- **PAGE EXCERPT**
________________________________________
Older persons are the fastest-growing age sector in the country. In the next five years or so, they would make up at least 10% of our population, making the Philippines an ageing society.[6]

Thus, old-age support will be a greater policy concern in the next few years. A social pension program like the one introduced by DSWD could address the many limitations of a contributory pension scheme and the income gap among the elderly. In the immediate, however, there is an urgent need to expand and boost the social pension program to cover all senior citizens, and not just those narrowly classified as poor. Moreover, the amount of social pension, which is one of the lowest in the world (see Figure 2), should be raised to a reasonable threshold and adjusted to reflect rising prices of commodities.

In the longer term, steps must be taken to realize a universal social pension system – a tax-funded minimum guarantee for old age. This has been tested in numerous countries in the world, and it has been shown to perform better than a means-tested system that the DSWD currently employs. It will eliminate exclusion errors, save administrative costs, cut bureaucratic red tape, and complement, not compete with, efforts to expand direct contributory pension schemes.[7] [8]

Beyond notions of utang-na-loob and altruism, a universal social pension system would have positive impacts on the economy. It would widen access to and raise spending for healthcare. It would also decrease household poverty, as it could reduce the amount of support given by adult children to their parents, on the one hand, and raise spending in the elderly’s households, on the other hand. In fact, it is estimated that a universal pension would lift over three million Filipinos out of poverty.[9]

It is time we stop treating old-age welfare as an afterthought, a “residual” policy, just because the elderly are “unproductive,” as President Rodrigo Duterte puts it in one of his late-night ramblings. This is but a lie. Our senior citizens are still productive in more ways than one: they take care of their children and grandchildren; many of them still work to provide for their family, and their communities turn to them for their wisdom and leadership.
________________________________________
- **Referring expression data**
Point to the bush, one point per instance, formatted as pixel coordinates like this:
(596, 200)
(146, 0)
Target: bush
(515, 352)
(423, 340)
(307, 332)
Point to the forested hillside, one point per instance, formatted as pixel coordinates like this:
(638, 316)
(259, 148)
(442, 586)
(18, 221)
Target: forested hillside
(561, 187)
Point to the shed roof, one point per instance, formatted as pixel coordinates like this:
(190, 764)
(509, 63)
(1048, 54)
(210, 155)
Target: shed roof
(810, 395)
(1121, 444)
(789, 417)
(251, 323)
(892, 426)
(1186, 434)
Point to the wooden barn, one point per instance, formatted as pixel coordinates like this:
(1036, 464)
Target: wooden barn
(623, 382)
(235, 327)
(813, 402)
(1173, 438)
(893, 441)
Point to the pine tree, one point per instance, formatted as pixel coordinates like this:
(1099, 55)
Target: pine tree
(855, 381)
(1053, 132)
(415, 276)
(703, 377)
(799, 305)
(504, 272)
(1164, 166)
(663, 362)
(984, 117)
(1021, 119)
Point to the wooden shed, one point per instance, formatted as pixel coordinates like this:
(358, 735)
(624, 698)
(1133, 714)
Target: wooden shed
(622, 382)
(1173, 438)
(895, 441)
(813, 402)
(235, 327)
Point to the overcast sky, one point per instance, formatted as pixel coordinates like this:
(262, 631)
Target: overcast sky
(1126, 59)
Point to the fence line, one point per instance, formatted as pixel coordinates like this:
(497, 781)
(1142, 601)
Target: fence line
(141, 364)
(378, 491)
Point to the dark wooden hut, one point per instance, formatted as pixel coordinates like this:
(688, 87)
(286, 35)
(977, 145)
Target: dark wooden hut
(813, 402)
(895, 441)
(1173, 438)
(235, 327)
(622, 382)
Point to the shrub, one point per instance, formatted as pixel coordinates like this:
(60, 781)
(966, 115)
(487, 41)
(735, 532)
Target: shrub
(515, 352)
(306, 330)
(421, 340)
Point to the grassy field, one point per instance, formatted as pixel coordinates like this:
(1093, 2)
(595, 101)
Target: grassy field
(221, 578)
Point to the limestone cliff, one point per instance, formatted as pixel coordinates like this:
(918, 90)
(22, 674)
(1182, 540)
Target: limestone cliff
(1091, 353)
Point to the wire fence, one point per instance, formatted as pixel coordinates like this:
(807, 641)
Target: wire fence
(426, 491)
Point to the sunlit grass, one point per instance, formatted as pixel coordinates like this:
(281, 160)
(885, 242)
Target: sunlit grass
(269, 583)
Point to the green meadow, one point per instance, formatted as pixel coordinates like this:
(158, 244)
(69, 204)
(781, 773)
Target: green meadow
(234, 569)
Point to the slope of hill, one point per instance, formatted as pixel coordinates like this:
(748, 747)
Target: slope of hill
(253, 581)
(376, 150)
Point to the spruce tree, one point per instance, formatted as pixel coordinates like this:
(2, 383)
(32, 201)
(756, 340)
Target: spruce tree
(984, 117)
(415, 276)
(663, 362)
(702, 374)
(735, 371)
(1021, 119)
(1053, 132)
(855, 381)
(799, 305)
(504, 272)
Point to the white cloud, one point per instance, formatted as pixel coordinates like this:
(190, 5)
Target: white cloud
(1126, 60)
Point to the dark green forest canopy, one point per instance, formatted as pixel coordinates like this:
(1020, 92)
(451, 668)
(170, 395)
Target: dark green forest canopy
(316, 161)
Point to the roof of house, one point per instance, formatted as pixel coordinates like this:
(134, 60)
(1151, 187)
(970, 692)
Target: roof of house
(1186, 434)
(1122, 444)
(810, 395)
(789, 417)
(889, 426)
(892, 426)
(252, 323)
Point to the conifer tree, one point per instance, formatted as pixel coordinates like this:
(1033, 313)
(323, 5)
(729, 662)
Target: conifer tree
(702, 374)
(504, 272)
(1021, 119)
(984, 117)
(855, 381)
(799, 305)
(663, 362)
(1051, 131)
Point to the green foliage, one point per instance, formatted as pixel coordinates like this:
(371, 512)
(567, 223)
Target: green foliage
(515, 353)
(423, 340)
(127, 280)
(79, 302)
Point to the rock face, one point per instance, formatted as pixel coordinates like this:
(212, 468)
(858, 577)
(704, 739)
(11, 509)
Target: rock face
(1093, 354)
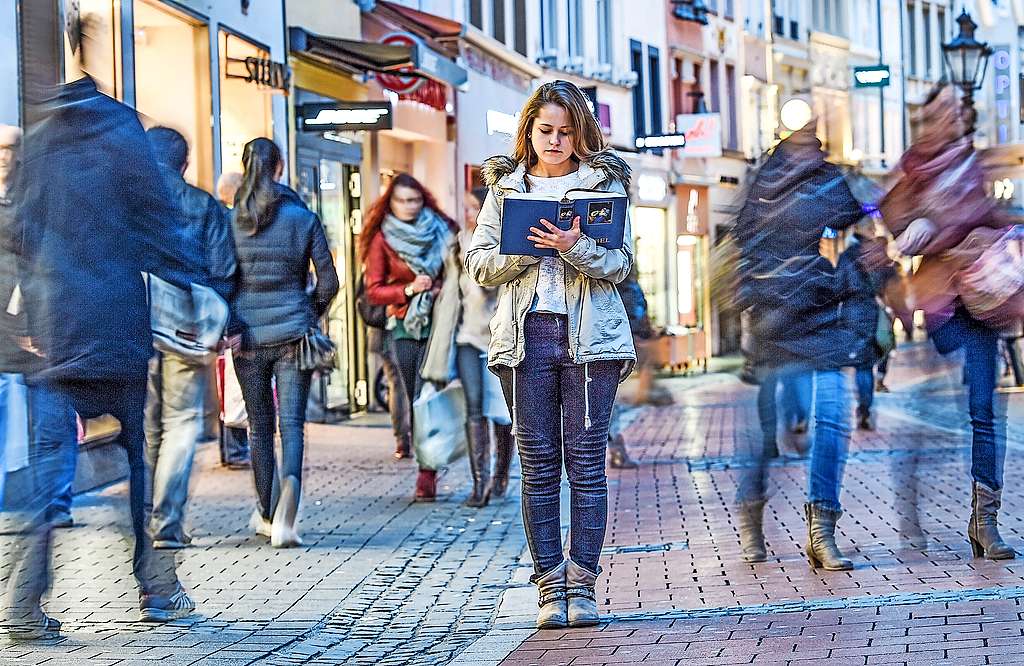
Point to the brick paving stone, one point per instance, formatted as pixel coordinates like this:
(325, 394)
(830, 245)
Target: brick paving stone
(915, 593)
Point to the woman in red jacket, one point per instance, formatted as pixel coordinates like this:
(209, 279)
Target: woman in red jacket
(402, 245)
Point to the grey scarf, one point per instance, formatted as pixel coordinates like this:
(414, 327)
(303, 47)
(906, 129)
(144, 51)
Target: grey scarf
(421, 245)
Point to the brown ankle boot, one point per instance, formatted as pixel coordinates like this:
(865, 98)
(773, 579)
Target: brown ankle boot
(821, 549)
(402, 448)
(553, 613)
(426, 486)
(504, 445)
(752, 538)
(477, 432)
(983, 529)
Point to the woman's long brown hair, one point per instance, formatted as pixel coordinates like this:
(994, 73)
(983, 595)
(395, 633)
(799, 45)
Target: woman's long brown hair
(380, 209)
(587, 137)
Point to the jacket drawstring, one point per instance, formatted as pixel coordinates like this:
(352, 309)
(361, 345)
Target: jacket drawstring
(514, 422)
(586, 396)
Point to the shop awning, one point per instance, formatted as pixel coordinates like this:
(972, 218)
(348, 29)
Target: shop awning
(433, 27)
(350, 54)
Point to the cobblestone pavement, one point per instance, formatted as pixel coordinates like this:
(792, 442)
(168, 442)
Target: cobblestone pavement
(385, 581)
(676, 588)
(380, 580)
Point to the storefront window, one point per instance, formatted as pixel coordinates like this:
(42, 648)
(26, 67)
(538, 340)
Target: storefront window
(649, 226)
(97, 41)
(172, 81)
(245, 107)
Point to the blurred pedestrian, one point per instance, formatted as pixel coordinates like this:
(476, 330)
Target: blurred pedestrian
________________________________________
- **SET OF TASKS**
A – From the social pension passage, reproduce the text between "Older persons are" and "prices of commodities.", inclusive.
B – Carry on the passage about social pensions for older Filipinos from its last sentence.

- **ANSWERS FOR THE EXERCISE**
A –
Older persons are the fastest-growing age sector in the country. In the next five years or so, they would make up at least 10% of our population, making the Philippines an ageing society.[6]

Thus, old-age support will be a greater policy concern in the next few years. A social pension program like the one introduced by DSWD could address the many limitations of a contributory pension scheme and the income gap among the elderly. In the immediate, however, there is an urgent need to expand and boost the social pension program to cover all senior citizens, and not just those narrowly classified as poor. Moreover, the amount of social pension, which is one of the lowest in the world (see Figure 2), should be raised to a reasonable threshold and adjusted to reflect rising prices of commodities.

B –
But welfare, it must be stressed, is not dependent on one’s productivity. It is foremost a state obligation. If we are to be judged as a nation, let it be by how we look after the most vulnerable of us, including our elderly.


[1] Christian Joy P. Cruz, “Economic Well-being,” in Ageing and Health in the Philippines, ed. Grace T. Cruz, Christian Joy P. Cruz, and Yasuhiko Saito (Jakarta: Economic Research Institute for ASEAN and East Asia, 2019), 105-115.

[2] Mai Thi Tran, Linh Thuy Dang, and Nguyen Cong Vu, “Economic Well-being of Older Persons,” in Ageing and Health in Vietnam, ed. Nguyen Cong Vu, Mai Thi Tran, Lin Thuy Dang, Chei Choy-Lye, and Yasuhiko Saito (Jakarta: Economic Research Institute for ASEAN and East Asia, 2020), 86-94.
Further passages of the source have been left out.